CONSIGNES =>
a - Pouvez-vous résumer en deux phrases l'entretien d'Eddie Komboïgo sur RFI ?
b - Indiquez uniquement le nombre de lignes de la liste qui contiennent la chaîne « drawer », en respectant la casse.

TEXTE À LIRE =>
══════
Menu

RFI : Eddie sur Blaise

 

Le Congrès pour la démocratie et le progrès (CDP), parti de l’ancien président Blaise Compaoré, fait sa rentrée politique le dimanche 18 novembre 2018. A quelque deux jours de la tenue de cette importante rencontre du parti, son président, Eddie Komboïgo, a été, le jeudi 15 novembre, l’invité Afrique de RFI. Nous vous proposons l’intégralité de son entretien accordé à Christophe Boisbouvier.

 

 

Boisbouvier : Le temps de Blaise, c’était bien ou moins bien que maintenant ?

 

 

 

Komboïgo : Je pense que nous avons fait un grand bond en arrière sur tous les aspects : économique et politique. Ceux qui sont sortis, se disant insurgés, depuis le départ, ont cru avoir un changement qualitatif. Mais il faut reconnaître que la gestion d’antan était meilleure que celle d’aujourd’hui.

 

 

 

Boisbouvier : Vous dites que si les gens votent pour vous en 2020, il n’y aura plus d’attaques terroristes. Est-ce que ce n’est pas démagogique ?

 

 

 

Komboïgo : Ce n’est pas ce que j’ai dit. J’ai dit simplement que pour arrêter ces forfaitures, ces attaques barbares dans nos frontières, il faut travailler à l’unité des Burkinabè dans un premier temps, à réconcilier le peuple pour qu’il puisse appuyer une armée forte, bien équipée, bien préparée pour ce genre de choses. Ce qu’il faut également, c’est travailler à ce qu’il y ait un renseignement conséquent et préventif. Il faut aussi travailler à occuper les jeunes qui sont appelés à faire cette basse besogne.

 

 

 

Boisbouvier : Au temps de Blaise Compaoré, le Burkina Faso faisait médiation entre Bamako et les rebelles du Nord au Mali. Ag Gali était reçu au Burkina par exemple. Est-ce qu’en échange, Blaise Compaoré n’avait pas négocié la sanctuarisation du Burkina ?

 

 

 

Komboïgo : Je pense qu’il faut poser la question à Blaise Compaoré. Moi, c’est Eddie Komboïgo. Je pense aussi qu’il n’existe aucun pays au monde qui ne cherche pas à développer son service de renseignement et à négocier, quand c’est nécessaire de négocier, pour avoir la paix. Je n’ai pas géré, j’étais seulement député en 2012-2013-2014. Je pense que ceux qui ont géré avec Blaise sont aujourd’hui au pouvoir. Alors si c’était le cas, ils auraient la solution.
══════
LISTE FOURNIE =>
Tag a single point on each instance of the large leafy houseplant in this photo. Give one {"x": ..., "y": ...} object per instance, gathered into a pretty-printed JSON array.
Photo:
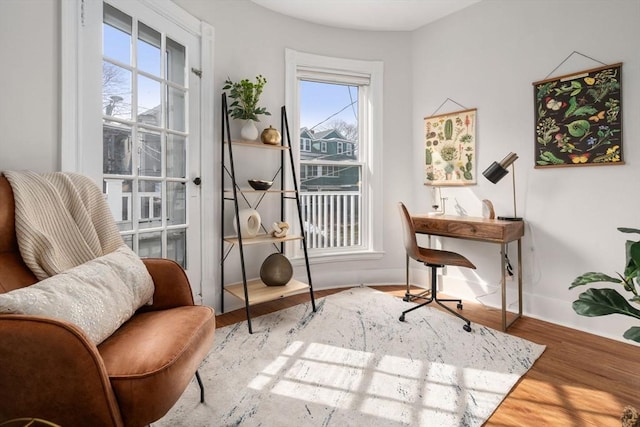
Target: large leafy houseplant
[
  {"x": 246, "y": 95},
  {"x": 601, "y": 302}
]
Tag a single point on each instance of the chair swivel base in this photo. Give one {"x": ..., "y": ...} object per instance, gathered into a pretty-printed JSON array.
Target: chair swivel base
[{"x": 433, "y": 297}]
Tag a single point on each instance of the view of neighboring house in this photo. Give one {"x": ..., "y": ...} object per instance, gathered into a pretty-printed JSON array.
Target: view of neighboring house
[{"x": 324, "y": 161}]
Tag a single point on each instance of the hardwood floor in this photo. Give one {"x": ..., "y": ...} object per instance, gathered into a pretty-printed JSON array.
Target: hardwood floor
[{"x": 580, "y": 380}]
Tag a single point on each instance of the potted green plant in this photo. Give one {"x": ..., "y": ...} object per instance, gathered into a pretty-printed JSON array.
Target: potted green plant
[
  {"x": 601, "y": 302},
  {"x": 245, "y": 96}
]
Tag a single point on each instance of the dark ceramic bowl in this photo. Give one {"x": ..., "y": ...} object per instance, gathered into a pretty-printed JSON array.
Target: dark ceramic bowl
[{"x": 260, "y": 184}]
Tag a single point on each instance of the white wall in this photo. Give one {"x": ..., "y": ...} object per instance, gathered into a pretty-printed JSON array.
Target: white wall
[
  {"x": 487, "y": 57},
  {"x": 484, "y": 57},
  {"x": 29, "y": 79}
]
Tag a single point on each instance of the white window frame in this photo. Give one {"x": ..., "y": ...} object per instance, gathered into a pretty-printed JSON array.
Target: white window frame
[
  {"x": 306, "y": 144},
  {"x": 371, "y": 154}
]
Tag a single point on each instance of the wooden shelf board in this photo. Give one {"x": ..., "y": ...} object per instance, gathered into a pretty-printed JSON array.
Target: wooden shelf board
[
  {"x": 258, "y": 144},
  {"x": 251, "y": 190},
  {"x": 261, "y": 239},
  {"x": 259, "y": 292}
]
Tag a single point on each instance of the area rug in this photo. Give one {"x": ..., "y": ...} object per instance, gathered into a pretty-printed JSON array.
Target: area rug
[{"x": 353, "y": 363}]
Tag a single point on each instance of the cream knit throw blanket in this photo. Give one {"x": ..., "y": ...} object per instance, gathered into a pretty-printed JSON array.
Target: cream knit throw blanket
[{"x": 62, "y": 221}]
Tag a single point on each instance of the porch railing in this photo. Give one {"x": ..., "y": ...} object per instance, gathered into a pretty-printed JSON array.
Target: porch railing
[{"x": 331, "y": 219}]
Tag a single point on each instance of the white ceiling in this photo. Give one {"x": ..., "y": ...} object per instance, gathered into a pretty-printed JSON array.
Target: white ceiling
[{"x": 374, "y": 15}]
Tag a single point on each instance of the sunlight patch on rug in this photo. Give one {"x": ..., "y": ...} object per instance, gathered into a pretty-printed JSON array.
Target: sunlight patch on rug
[{"x": 353, "y": 363}]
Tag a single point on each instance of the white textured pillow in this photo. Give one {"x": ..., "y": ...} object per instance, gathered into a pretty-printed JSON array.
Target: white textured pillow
[{"x": 98, "y": 296}]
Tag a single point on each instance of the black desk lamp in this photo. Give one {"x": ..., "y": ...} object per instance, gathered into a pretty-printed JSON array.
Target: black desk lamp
[{"x": 496, "y": 171}]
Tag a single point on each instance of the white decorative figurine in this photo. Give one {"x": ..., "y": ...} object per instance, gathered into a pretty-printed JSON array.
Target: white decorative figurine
[{"x": 280, "y": 229}]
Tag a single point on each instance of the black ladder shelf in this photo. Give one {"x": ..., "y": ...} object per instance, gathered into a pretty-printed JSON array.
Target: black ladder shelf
[{"x": 254, "y": 291}]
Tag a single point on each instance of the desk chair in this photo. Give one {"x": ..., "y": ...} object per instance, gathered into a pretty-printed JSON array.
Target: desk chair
[{"x": 434, "y": 259}]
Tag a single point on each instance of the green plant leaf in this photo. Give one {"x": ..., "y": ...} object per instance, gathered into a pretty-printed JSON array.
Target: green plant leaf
[
  {"x": 633, "y": 334},
  {"x": 601, "y": 302},
  {"x": 593, "y": 277}
]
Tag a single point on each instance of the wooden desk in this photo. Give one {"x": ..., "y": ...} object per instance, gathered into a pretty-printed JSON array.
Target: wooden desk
[{"x": 483, "y": 230}]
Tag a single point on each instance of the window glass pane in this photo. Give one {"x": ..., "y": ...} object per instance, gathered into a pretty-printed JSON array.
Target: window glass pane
[
  {"x": 118, "y": 195},
  {"x": 150, "y": 153},
  {"x": 176, "y": 203},
  {"x": 150, "y": 208},
  {"x": 116, "y": 149},
  {"x": 176, "y": 246},
  {"x": 176, "y": 156},
  {"x": 176, "y": 109},
  {"x": 116, "y": 35},
  {"x": 330, "y": 182},
  {"x": 149, "y": 111},
  {"x": 149, "y": 50},
  {"x": 128, "y": 240},
  {"x": 176, "y": 60},
  {"x": 116, "y": 91},
  {"x": 150, "y": 245}
]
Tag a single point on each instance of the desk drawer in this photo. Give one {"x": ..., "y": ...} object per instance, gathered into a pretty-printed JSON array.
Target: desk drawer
[{"x": 491, "y": 230}]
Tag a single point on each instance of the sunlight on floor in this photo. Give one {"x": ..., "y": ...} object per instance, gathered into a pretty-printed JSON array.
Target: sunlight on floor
[{"x": 394, "y": 388}]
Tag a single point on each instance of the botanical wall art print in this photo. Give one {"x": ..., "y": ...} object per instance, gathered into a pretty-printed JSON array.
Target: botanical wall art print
[
  {"x": 578, "y": 118},
  {"x": 450, "y": 148}
]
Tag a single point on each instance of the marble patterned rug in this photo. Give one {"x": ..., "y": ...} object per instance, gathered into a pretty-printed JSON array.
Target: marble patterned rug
[{"x": 353, "y": 363}]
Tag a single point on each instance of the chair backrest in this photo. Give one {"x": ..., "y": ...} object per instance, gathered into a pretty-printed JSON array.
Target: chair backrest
[
  {"x": 14, "y": 273},
  {"x": 408, "y": 232}
]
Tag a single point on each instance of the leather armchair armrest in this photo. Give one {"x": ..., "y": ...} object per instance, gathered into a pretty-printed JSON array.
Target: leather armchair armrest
[
  {"x": 48, "y": 366},
  {"x": 172, "y": 288}
]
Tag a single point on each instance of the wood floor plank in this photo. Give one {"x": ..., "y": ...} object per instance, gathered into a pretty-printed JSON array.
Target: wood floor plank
[{"x": 581, "y": 379}]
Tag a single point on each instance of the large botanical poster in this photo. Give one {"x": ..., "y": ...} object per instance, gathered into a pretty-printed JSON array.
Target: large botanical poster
[
  {"x": 579, "y": 119},
  {"x": 450, "y": 148}
]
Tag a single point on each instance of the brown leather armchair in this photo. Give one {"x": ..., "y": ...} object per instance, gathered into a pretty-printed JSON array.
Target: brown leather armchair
[{"x": 50, "y": 370}]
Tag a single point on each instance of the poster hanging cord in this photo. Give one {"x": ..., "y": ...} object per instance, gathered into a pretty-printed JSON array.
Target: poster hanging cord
[
  {"x": 445, "y": 101},
  {"x": 575, "y": 52}
]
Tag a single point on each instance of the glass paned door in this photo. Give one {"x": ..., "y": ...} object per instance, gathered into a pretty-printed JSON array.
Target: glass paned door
[{"x": 149, "y": 146}]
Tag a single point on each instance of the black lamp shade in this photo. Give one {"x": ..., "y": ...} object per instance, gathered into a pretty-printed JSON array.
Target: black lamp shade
[{"x": 495, "y": 172}]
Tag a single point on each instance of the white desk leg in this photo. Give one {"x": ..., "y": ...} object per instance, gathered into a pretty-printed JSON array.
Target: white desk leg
[
  {"x": 519, "y": 277},
  {"x": 503, "y": 266}
]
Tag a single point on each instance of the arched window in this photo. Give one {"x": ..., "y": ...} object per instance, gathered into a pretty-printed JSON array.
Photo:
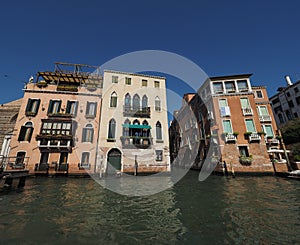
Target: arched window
[
  {"x": 158, "y": 131},
  {"x": 126, "y": 129},
  {"x": 112, "y": 129},
  {"x": 136, "y": 102},
  {"x": 88, "y": 133},
  {"x": 26, "y": 132},
  {"x": 157, "y": 104},
  {"x": 127, "y": 101},
  {"x": 136, "y": 122},
  {"x": 146, "y": 131},
  {"x": 145, "y": 102},
  {"x": 113, "y": 99}
]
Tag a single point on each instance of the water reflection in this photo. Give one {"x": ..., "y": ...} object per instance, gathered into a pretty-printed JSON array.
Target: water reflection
[{"x": 220, "y": 210}]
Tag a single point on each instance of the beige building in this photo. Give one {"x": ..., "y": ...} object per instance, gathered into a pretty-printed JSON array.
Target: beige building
[{"x": 134, "y": 126}]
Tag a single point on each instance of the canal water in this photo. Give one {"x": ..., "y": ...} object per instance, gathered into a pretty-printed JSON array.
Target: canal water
[{"x": 220, "y": 210}]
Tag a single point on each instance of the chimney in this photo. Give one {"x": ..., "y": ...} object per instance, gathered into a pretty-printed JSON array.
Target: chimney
[{"x": 288, "y": 80}]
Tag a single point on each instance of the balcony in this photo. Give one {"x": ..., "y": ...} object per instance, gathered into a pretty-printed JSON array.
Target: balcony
[
  {"x": 264, "y": 118},
  {"x": 225, "y": 111},
  {"x": 54, "y": 137},
  {"x": 230, "y": 138},
  {"x": 14, "y": 163},
  {"x": 137, "y": 112},
  {"x": 84, "y": 165},
  {"x": 247, "y": 111},
  {"x": 55, "y": 145},
  {"x": 254, "y": 137},
  {"x": 132, "y": 142},
  {"x": 59, "y": 114},
  {"x": 272, "y": 141}
]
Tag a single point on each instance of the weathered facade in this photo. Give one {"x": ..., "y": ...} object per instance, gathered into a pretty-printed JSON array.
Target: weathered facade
[
  {"x": 286, "y": 103},
  {"x": 57, "y": 126},
  {"x": 8, "y": 116},
  {"x": 235, "y": 120},
  {"x": 134, "y": 124}
]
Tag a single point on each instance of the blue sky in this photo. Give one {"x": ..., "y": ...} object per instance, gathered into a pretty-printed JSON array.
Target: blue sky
[{"x": 222, "y": 37}]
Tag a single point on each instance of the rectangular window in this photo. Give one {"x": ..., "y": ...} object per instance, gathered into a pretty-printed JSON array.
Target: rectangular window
[
  {"x": 91, "y": 109},
  {"x": 243, "y": 151},
  {"x": 85, "y": 158},
  {"x": 54, "y": 106},
  {"x": 291, "y": 103},
  {"x": 224, "y": 108},
  {"x": 218, "y": 87},
  {"x": 245, "y": 103},
  {"x": 44, "y": 157},
  {"x": 128, "y": 80},
  {"x": 268, "y": 130},
  {"x": 144, "y": 83},
  {"x": 71, "y": 107},
  {"x": 32, "y": 107},
  {"x": 230, "y": 86},
  {"x": 20, "y": 157},
  {"x": 259, "y": 94},
  {"x": 250, "y": 125},
  {"x": 159, "y": 155},
  {"x": 242, "y": 85},
  {"x": 56, "y": 128},
  {"x": 227, "y": 128},
  {"x": 263, "y": 111},
  {"x": 63, "y": 157},
  {"x": 114, "y": 79}
]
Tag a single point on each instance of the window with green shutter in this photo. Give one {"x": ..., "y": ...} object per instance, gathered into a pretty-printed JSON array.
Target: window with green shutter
[{"x": 250, "y": 125}]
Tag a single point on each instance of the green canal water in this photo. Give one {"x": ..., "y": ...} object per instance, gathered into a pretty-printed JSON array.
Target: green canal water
[{"x": 220, "y": 210}]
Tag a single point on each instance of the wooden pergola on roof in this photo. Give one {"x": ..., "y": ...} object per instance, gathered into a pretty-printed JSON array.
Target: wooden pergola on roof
[{"x": 80, "y": 74}]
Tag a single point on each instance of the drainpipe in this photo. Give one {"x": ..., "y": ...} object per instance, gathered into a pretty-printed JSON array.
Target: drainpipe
[
  {"x": 98, "y": 139},
  {"x": 285, "y": 153}
]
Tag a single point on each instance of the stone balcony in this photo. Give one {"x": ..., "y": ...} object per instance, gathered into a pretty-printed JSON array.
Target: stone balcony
[
  {"x": 247, "y": 111},
  {"x": 230, "y": 138},
  {"x": 254, "y": 137},
  {"x": 265, "y": 118}
]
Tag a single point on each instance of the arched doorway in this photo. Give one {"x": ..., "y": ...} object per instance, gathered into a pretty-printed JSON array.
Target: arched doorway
[{"x": 113, "y": 161}]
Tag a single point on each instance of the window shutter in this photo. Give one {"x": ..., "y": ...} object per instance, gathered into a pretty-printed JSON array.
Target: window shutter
[
  {"x": 50, "y": 106},
  {"x": 22, "y": 133},
  {"x": 30, "y": 134},
  {"x": 84, "y": 135},
  {"x": 28, "y": 105},
  {"x": 68, "y": 109},
  {"x": 37, "y": 106}
]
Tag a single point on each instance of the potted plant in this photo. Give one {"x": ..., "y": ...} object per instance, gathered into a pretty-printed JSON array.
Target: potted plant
[
  {"x": 247, "y": 134},
  {"x": 42, "y": 84},
  {"x": 260, "y": 133},
  {"x": 244, "y": 160}
]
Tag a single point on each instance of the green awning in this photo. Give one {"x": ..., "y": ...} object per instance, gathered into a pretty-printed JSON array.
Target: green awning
[{"x": 136, "y": 126}]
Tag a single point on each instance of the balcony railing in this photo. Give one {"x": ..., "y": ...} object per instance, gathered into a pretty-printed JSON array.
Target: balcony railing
[
  {"x": 254, "y": 137},
  {"x": 84, "y": 165},
  {"x": 264, "y": 118},
  {"x": 272, "y": 141},
  {"x": 137, "y": 111},
  {"x": 14, "y": 163},
  {"x": 59, "y": 114},
  {"x": 230, "y": 138},
  {"x": 247, "y": 111},
  {"x": 131, "y": 142}
]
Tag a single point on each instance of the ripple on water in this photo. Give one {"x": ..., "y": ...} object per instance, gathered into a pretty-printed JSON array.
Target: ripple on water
[{"x": 217, "y": 211}]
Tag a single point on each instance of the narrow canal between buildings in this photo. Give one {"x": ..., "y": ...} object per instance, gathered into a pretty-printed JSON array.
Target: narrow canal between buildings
[{"x": 220, "y": 210}]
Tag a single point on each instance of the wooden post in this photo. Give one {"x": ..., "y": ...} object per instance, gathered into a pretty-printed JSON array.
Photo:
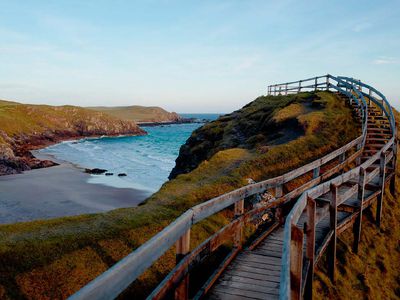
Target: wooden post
[
  {"x": 296, "y": 262},
  {"x": 316, "y": 172},
  {"x": 182, "y": 249},
  {"x": 357, "y": 224},
  {"x": 392, "y": 185},
  {"x": 333, "y": 225},
  {"x": 342, "y": 157},
  {"x": 278, "y": 191},
  {"x": 358, "y": 159},
  {"x": 310, "y": 247},
  {"x": 239, "y": 210},
  {"x": 369, "y": 96},
  {"x": 382, "y": 173}
]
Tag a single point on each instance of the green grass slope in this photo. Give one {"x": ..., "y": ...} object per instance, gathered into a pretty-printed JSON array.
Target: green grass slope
[
  {"x": 373, "y": 273},
  {"x": 139, "y": 113},
  {"x": 53, "y": 258}
]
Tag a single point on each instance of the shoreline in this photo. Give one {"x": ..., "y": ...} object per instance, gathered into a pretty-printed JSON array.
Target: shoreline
[{"x": 59, "y": 191}]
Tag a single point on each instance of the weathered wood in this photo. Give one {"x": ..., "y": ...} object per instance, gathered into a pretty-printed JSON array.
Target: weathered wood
[
  {"x": 333, "y": 225},
  {"x": 268, "y": 258},
  {"x": 382, "y": 174},
  {"x": 357, "y": 224},
  {"x": 182, "y": 249},
  {"x": 278, "y": 191},
  {"x": 316, "y": 172},
  {"x": 239, "y": 210},
  {"x": 296, "y": 262},
  {"x": 209, "y": 283},
  {"x": 310, "y": 246}
]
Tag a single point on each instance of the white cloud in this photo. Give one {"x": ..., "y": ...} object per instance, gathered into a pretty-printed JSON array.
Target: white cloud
[
  {"x": 383, "y": 60},
  {"x": 361, "y": 26}
]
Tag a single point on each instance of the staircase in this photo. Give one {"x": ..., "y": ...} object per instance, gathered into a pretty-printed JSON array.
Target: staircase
[{"x": 280, "y": 263}]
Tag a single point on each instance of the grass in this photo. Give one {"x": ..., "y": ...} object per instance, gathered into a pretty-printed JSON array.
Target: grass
[
  {"x": 53, "y": 258},
  {"x": 374, "y": 272}
]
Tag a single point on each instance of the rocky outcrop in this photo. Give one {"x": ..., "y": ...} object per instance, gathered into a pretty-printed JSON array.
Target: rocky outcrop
[
  {"x": 141, "y": 114},
  {"x": 255, "y": 126},
  {"x": 27, "y": 127}
]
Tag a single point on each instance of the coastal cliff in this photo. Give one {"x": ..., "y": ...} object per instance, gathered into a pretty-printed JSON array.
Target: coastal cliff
[
  {"x": 54, "y": 258},
  {"x": 26, "y": 127},
  {"x": 140, "y": 114}
]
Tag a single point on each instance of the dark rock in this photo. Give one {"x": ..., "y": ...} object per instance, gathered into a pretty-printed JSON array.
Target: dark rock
[
  {"x": 95, "y": 171},
  {"x": 37, "y": 163}
]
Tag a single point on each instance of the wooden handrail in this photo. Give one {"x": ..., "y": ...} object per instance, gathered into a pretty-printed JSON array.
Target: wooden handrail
[
  {"x": 290, "y": 289},
  {"x": 115, "y": 280}
]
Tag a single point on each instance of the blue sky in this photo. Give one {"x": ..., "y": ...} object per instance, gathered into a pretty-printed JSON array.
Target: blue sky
[{"x": 190, "y": 56}]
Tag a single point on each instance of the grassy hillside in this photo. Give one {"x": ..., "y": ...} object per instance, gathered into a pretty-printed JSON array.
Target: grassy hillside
[
  {"x": 139, "y": 113},
  {"x": 373, "y": 273},
  {"x": 23, "y": 127},
  {"x": 53, "y": 258}
]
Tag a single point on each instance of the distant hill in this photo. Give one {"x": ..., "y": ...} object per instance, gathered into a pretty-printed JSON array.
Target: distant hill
[
  {"x": 139, "y": 114},
  {"x": 24, "y": 127}
]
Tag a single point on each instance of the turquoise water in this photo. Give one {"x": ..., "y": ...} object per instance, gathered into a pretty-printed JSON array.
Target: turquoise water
[{"x": 147, "y": 160}]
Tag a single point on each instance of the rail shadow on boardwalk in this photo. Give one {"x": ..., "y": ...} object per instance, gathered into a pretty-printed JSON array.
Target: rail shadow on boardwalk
[{"x": 280, "y": 262}]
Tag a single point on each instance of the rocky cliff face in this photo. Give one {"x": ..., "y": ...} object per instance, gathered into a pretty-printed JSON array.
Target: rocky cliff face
[
  {"x": 265, "y": 122},
  {"x": 26, "y": 127},
  {"x": 140, "y": 114}
]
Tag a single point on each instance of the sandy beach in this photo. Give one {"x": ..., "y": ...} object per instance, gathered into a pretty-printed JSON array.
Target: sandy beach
[{"x": 59, "y": 191}]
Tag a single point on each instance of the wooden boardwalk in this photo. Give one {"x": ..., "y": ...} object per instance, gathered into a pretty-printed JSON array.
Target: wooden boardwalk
[
  {"x": 255, "y": 274},
  {"x": 281, "y": 261}
]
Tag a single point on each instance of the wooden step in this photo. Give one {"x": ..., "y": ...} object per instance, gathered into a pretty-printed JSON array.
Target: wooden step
[{"x": 375, "y": 139}]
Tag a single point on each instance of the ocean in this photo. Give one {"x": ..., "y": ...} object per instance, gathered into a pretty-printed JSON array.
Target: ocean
[{"x": 146, "y": 160}]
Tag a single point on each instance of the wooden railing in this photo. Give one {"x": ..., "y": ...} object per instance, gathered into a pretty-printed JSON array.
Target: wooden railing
[
  {"x": 297, "y": 271},
  {"x": 115, "y": 280}
]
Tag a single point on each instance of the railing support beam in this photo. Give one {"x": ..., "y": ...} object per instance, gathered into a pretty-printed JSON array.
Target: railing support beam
[
  {"x": 357, "y": 224},
  {"x": 239, "y": 210},
  {"x": 382, "y": 173},
  {"x": 296, "y": 262},
  {"x": 182, "y": 249},
  {"x": 333, "y": 225},
  {"x": 310, "y": 250}
]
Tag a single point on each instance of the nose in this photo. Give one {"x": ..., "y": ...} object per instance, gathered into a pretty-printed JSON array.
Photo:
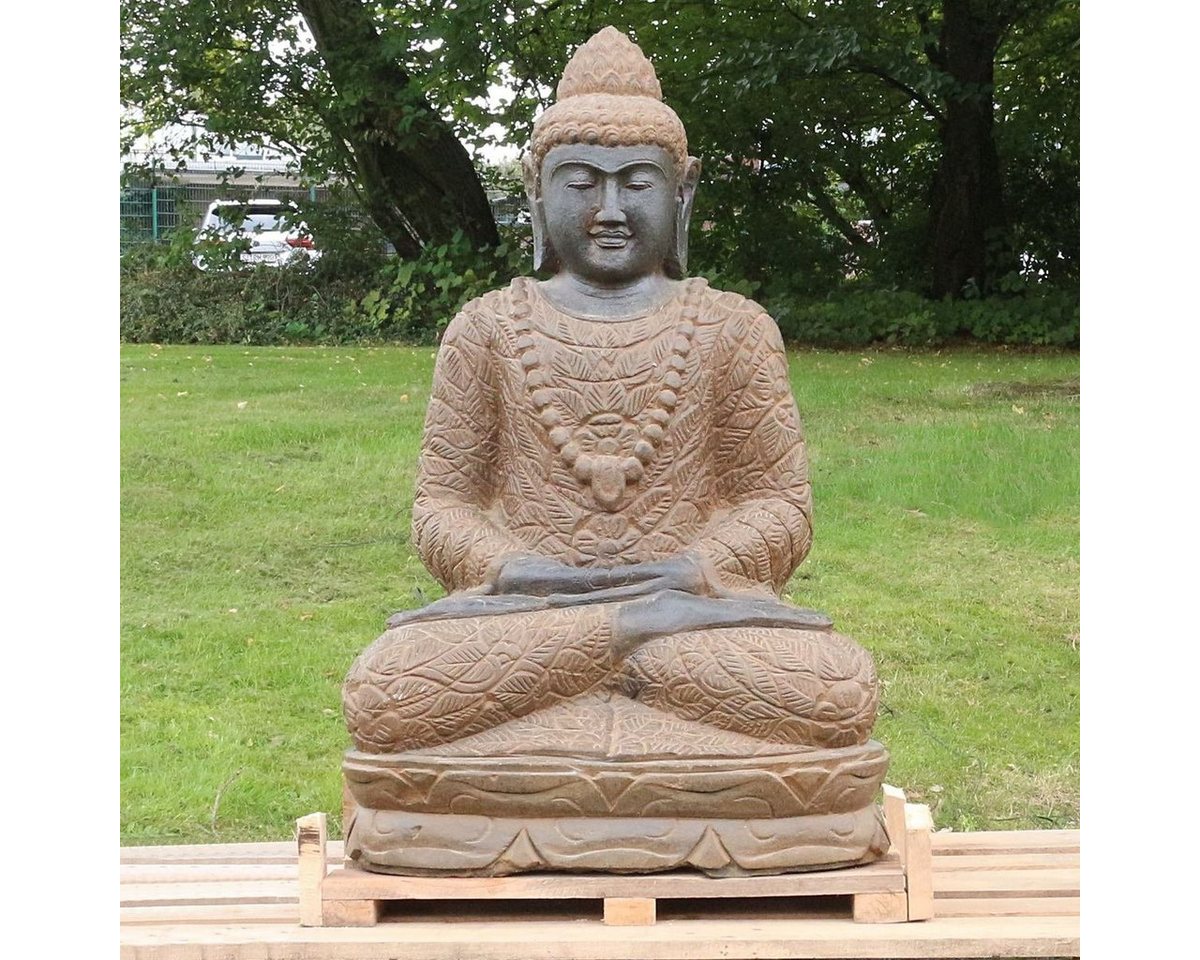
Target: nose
══════
RÉPONSES FOURNIES =>
a - À la veille de la rentrée politique du CDP, le parti de l'ancien président Blaise Compaoré, son président Eddie Komboïgo a été interrogé sur RFI par Christophe Boisbouvier et a estimé que la gestion d'antan était meilleure que celle d'aujourd'hui. Contre les attaques terroristes, il prône l'unité et la réconciliation des Burkinabè, une armée forte et bien équipée, un renseignement préventif et l'occupation des jeunes, et il renvoie à Blaise Compaoré la question d'une éventuelle sanctuarisation négociée du Burkina.

b - 2